>> begin Text

And even if I get to play God and all my demands, my edicts, are played out, what then? Will I suddenly be happy? Will life take on a halcyon calm for everyone? A veritable post-nuclear (stepkids and whatnot) family utopia? I doubt it. I doubt it. I doubt it. Sure, the reduced inefficiencies may allow for some more time in the day, but that will get chewed up by the kids, activities, and general busy-ness of life these days. And new moles will pop up asking to be whacked. There is no end. People, efficient or not, rich or poor, always have these problems.
Part of me takes this information and realizes that I can’t change others but can change myself. I can apply solutions to myself. In hearing my wife’s concerns, complaints, and criticisms, I see many areas that I think she wants me to change. So I can start helping with the kids more in certain ways, cleaning more, and doing less for myself. Surely, surely, this will make her happy, or at least appease her. From a woman’s perspective, it seems like what a husband does will never match what the wife does. But I can try to make her feel like I’m getting close, right? Trying and failing is better than not trying at all, right? The whole endeavor might feel Sisyphean, but instead I’d be rolling a giant ball of laundry up the hill just for it to roll back down the hill and flatten me.

>> end Text
>> begin Dataset entries

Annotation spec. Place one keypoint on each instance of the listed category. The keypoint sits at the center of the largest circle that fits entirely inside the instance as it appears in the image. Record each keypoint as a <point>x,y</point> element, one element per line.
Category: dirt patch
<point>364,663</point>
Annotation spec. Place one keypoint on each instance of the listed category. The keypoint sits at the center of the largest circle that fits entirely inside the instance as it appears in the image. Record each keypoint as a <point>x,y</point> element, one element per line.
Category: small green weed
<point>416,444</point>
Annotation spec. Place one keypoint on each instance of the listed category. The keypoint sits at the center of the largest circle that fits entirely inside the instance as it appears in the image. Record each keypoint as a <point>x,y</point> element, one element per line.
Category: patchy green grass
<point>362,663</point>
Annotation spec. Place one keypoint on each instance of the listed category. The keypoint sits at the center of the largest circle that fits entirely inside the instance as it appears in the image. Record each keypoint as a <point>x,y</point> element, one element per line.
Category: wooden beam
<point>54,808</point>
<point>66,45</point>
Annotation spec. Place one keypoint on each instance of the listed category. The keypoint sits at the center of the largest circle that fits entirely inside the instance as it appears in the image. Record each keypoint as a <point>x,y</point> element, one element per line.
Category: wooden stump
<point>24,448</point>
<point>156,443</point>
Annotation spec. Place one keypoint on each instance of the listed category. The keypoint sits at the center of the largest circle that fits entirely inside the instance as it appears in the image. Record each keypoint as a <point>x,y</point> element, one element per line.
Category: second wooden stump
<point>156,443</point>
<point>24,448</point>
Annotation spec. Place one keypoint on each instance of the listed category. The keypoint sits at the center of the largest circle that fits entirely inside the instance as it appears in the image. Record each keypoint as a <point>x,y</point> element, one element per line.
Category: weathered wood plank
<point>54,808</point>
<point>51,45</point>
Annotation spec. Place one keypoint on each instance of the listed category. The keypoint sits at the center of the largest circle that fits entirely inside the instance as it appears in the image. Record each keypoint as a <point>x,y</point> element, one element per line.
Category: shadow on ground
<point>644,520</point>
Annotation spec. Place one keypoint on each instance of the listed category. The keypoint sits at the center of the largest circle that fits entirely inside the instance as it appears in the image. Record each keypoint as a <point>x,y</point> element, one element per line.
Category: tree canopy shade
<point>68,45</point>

>> end Dataset entries

• _Task set_:
1. Extract the portion of the passage on family life between "Part of me takes" and "and flatten me.", inclusive.
2. What does the writer picture rolling up the hill in the passage on family life?
3. Name every kind of remark from the wife that the writer mentions hearing in the passage on family life.

• _Answers given_:
1.
Part of me takes this information and realizes that I can’t change others but can change myself. I can apply solutions to myself. In hearing my wife’s concerns, complaints, and criticisms, I see many areas that I think she wants me to change. So I can start helping with the kids more in certain ways, cleaning more, and doing less for myself. Surely, surely, this will make her happy, or at least appease her. From a woman’s perspective, it seems like what a husband does will never match what the wife does. But I can try to make her feel like I’m getting close, right? Trying and failing is better than not trying at all, right? The whole endeavor might feel Sisyphean, but instead I’d be rolling a giant ball of laundry up the hill just for it to roll back down the hill and flatten me.

2. A giant ball of laundry.

3. Concerns, complaints, and criticisms.